* _What to work on_: Whichever lines include the word "trunk", copy them as they appear in the data.

* _Records for processing_:
------
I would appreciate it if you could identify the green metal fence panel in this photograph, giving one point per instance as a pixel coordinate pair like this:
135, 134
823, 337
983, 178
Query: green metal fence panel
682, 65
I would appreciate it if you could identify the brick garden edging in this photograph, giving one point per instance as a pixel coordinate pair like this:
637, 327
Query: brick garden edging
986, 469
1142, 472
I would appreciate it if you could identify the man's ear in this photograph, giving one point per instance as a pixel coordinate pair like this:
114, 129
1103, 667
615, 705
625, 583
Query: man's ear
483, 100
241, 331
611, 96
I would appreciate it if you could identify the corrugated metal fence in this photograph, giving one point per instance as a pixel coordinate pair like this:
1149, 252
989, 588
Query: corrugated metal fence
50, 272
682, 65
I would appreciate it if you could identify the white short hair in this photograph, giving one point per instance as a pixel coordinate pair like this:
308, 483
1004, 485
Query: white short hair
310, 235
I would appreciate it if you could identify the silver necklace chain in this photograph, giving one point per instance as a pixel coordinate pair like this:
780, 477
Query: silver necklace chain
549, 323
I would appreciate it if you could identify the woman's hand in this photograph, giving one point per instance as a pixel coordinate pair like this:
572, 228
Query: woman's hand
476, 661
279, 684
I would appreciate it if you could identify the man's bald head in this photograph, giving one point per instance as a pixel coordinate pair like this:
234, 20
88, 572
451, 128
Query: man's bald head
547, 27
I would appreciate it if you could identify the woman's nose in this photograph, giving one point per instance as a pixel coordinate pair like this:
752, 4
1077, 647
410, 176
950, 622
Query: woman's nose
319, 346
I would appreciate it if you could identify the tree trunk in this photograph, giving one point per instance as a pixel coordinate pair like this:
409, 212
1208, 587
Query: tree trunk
------
* _Finished exercise_:
I would appreciate it if you could identify the tree trunk in this photograph, giving one point per instance as a pixel coordinate pair like this:
Query: tree trunk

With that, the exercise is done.